> **Text extract**:

◆ ◆ ◆ ◆ ◆

Encodes junction trees using message passing.

from OHMind.OHVAE import JTNNEncoder

class JTNNEncoder(nn.Module):
    def __init__(self, hidden_size, depth, embedding):
        """
        Junction tree encoder with GRU message passing.
        
        Parameters
        ----------
        hidden_size : int
            Hidden dimension
        depth : int
            Number of message passing iterations
        embedding : nn.Embedding
            Vocabulary embedding layer
        """

Static Methods

Method	Description
`tensorize(tree_batch)`	Convert tree batch to tensors
`tensorize_nodes(node_batch, scope)`	Convert nodes to tensors

JTNNDecoder

Decodes latent vectors to junction trees.

from OHMind.OHVAE.jtnn_dec import JTNNDecoder

class JTNNDecoder(nn.Module):
    def __init__(self, vocab, hidden_size, latent_size, embedding):
        """
        Junction tree decoder.
        
        Parameters
        ----------
        vocab : Vocab
            Vocabulary object
        hidden_size : int
            Hidden dimension
        latent_size : int
            Latent vector dimension
        embedding : nn.Embedding
            Vocabulary embedding layer
        """

◆ ◆ ◆ ◆ ◆

> **Information provided**:
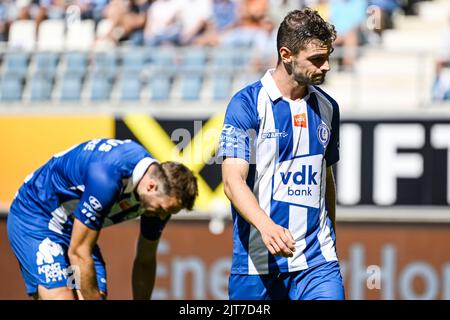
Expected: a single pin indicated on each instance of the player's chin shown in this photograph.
(318, 80)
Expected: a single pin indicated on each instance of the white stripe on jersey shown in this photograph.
(300, 135)
(298, 225)
(324, 234)
(266, 153)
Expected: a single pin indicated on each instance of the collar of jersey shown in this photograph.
(272, 89)
(138, 173)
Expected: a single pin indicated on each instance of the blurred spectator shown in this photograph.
(128, 19)
(163, 25)
(224, 17)
(194, 17)
(253, 25)
(91, 9)
(51, 9)
(381, 12)
(3, 22)
(348, 17)
(441, 87)
(278, 9)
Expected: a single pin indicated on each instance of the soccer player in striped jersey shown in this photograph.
(57, 214)
(279, 142)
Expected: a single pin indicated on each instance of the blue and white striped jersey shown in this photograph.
(288, 144)
(93, 182)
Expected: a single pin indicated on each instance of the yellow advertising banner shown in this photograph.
(27, 142)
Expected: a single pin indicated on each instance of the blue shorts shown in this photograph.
(322, 282)
(42, 256)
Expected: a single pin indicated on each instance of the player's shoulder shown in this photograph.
(246, 99)
(324, 97)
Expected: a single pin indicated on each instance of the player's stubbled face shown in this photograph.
(156, 204)
(311, 64)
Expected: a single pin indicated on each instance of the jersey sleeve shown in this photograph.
(102, 187)
(152, 226)
(332, 152)
(240, 123)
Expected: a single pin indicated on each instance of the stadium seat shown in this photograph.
(71, 87)
(100, 87)
(223, 58)
(22, 35)
(191, 85)
(11, 89)
(106, 63)
(195, 56)
(80, 35)
(163, 56)
(160, 88)
(51, 35)
(222, 84)
(130, 87)
(133, 61)
(75, 62)
(46, 62)
(41, 87)
(16, 63)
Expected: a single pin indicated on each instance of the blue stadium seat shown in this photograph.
(222, 84)
(11, 89)
(71, 87)
(46, 62)
(76, 62)
(41, 87)
(133, 61)
(130, 87)
(106, 63)
(160, 88)
(16, 63)
(194, 56)
(162, 56)
(100, 87)
(191, 85)
(223, 58)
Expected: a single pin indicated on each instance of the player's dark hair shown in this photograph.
(300, 27)
(177, 180)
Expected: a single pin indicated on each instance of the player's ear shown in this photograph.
(286, 55)
(152, 185)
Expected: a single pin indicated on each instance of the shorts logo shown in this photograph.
(95, 204)
(228, 129)
(47, 266)
(274, 135)
(323, 134)
(300, 120)
(47, 251)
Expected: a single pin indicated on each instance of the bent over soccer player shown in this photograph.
(279, 141)
(56, 216)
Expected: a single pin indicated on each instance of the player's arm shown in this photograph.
(144, 269)
(277, 239)
(330, 196)
(80, 254)
(101, 191)
(144, 266)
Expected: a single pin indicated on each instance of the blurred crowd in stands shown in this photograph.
(249, 24)
(237, 23)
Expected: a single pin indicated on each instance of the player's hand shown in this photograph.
(278, 240)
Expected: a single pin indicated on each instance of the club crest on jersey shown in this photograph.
(228, 129)
(274, 135)
(300, 120)
(323, 134)
(95, 204)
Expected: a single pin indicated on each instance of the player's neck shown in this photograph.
(288, 87)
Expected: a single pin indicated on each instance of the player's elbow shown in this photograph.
(230, 184)
(77, 255)
(227, 188)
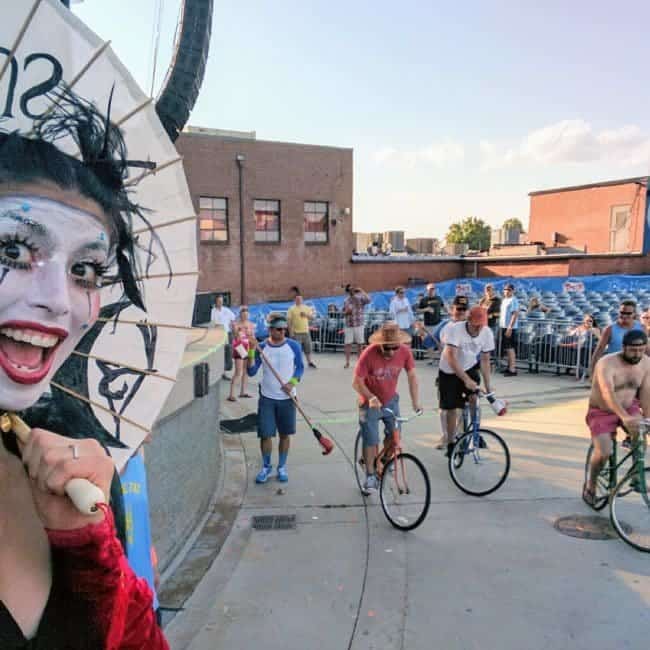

◆ ◆ ◆ ◆ ◆

> **Work instructions**:
**1)** In the junction tree documentation, what does the depth parameter of JTNNEncoder specify?
**2)** List every parameter documented under the Parameters heading for the JTNNDecoder constructor in the junction tree documentation.
**3)** Output the passage of the junction tree documentation starting with "Decodes latent vectors" and going on through "Junction tree decoder.".

> **Responses in order**:
**1)** The number of message passing iterations.

**2)** vocab, hidden_size, latent_size, embedding

**3)**
Decodes latent vectors to junction trees.

from OHMind.OHVAE.jtnn_dec import JTNNDecoder

class JTNNDecoder(nn.Module):
    def __init__(self, vocab, hidden_size, latent_size, embedding):
        """
        Junction tree decoder.